▶ [Opdracht]:
Geef graag per bewering aan of die klopt met de uitspraak over de navorderingsaanslag: ja of nee, met de beslissende woorden letterlijk geciteerd uit die uitspraak.
1. X is opgericht naar het recht van Malta.
2. De inspecteur heeft € 61.549 belastingrente in rekening gebracht.
3. De rechtbank verklaart het beroep van X ongegrond.

▶ [Tekstgedeelte]:

X (belanghebbende) is op 7 februari 2014 als nv opgericht naar het recht van Curaçao. Zij heeft een kapitaal dat is verdeeld in 23.500.100 aandelen met een nominale waarde van elk € 1. De aandelen zijn door the ultimate beneficial owner volgestort met vorderingen. Het betreft nabetalingsrechten op verkochte c.q. te verkopen percelen in bouwprojecten in Nederland.
In 2015 is de zetel van X verplaatst naar Malta. Met ingang van 16 december 2015 is X in de registers van Malta ingeschreven als X Ltd.
De Inspecteur heeft aan X over het jaar 2015 een navorderingsaanslag vpb opgelegd naar een belastbaar bedrag van € 805.369.
X heeft beroep ingesteld en Rechtbank Zeeland-West-Brabant verklaart dat gegrond.
De Rechtbank gaat ervan uit dat ter volstorting van het aandelenkapitaal vorderingen in X zijn gestort en dat de nabetaling over het jaar 2015 (bate van € 805.369) een betaling is van een deel van die vorderingen. Terugbetalingen op een uitstaande schuldvordering zijn niet aan te merken als winst. Verder is niet gesteld of gebleken dat sprake is van een waardemutatie van de betreffende vorderingsrechten. De navorderingsaanslag wordt vernietigd.
BRON
RECHTBANK ZEELAND-WEST-BRABANT
Zittingsplaats Breda
Belastingrecht
zaaknummer: BRE 21/3658
[belanghebbende] Ltd., gevestigd te [plaats 1] (Malta), belanghebbende,
(gemachtigden: mr. G.J.M.E. de Bont en mr. C.J.M. Perraud, tezamen de gemachtigde),
en
de inspecteur van de belastingdienst, de inspecteur
Inleiding
1. In deze uitspraak beoordeelt de rechtbank het beroep van belanghebbende tegen de uitspraak op bezwaar van de inspecteur van 16 juli 2021.
1.1.
De inspecteur heeft aan belanghebbende over het jaar 2015 een navorderingsaanslag in de vennootschapsbelasting (Vpb) opgelegd naar een belastbaar bedrag van € 805.369. Gelijktijdig met de vaststelling van de navorderingsaanslag heeft de inspecteur belanghebbende € 61.549 belastingrente in rekening gebracht (de belastingrentebeschikking).
1.2.
De inspecteur heeft het bezwaar van belanghebbende ongegrond verklaard.
1.3.
De inspecteur heeft op het beroep gereageerd met een verweerschrift.
1.4.
Partijen hebben nadere stukken ingediend. Deze stukken zijn telkens in afschrift verstrekt aan de wederpartij.
1.5.

Opgeslagen records:
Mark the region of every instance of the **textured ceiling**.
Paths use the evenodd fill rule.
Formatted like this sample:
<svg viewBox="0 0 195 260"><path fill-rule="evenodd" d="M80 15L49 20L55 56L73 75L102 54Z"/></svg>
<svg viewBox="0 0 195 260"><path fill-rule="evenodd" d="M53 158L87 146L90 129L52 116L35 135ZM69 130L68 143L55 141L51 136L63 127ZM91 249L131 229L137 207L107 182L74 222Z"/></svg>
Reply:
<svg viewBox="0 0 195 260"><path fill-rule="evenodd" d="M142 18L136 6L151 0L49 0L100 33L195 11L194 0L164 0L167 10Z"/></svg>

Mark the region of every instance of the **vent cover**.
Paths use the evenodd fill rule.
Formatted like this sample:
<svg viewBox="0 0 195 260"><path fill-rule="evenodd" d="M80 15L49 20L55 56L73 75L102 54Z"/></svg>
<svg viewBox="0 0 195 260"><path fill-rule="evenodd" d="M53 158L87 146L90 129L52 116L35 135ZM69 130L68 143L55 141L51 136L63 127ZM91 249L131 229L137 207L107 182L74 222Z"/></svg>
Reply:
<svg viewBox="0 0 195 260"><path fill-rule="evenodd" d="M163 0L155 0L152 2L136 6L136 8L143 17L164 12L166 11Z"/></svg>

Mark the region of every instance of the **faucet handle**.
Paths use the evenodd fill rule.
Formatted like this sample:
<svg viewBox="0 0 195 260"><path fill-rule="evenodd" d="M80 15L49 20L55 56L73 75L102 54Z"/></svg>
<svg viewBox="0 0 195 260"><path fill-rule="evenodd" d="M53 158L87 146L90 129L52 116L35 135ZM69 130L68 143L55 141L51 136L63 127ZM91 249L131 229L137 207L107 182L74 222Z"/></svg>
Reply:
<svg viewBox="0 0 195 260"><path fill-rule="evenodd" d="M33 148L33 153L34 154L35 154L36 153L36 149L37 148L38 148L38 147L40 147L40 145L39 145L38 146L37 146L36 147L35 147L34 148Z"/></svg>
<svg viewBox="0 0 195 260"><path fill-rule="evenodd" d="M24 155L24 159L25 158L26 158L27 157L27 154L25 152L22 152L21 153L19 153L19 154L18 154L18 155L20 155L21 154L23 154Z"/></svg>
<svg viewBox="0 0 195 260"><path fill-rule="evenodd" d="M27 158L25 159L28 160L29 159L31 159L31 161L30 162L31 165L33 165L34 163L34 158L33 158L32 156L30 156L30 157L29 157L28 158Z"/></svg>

▶ [Antwoordvak]:
1. Nee: "op 7 februari 2014 als nv opgericht naar het recht van Curaçao"
2. Ja: "heeft de inspecteur belanghebbende € 61.549 belastingrente in rekening gebracht"
3. Nee: "Rechtbank Zeeland-West-Brabant verklaart dat gegrond"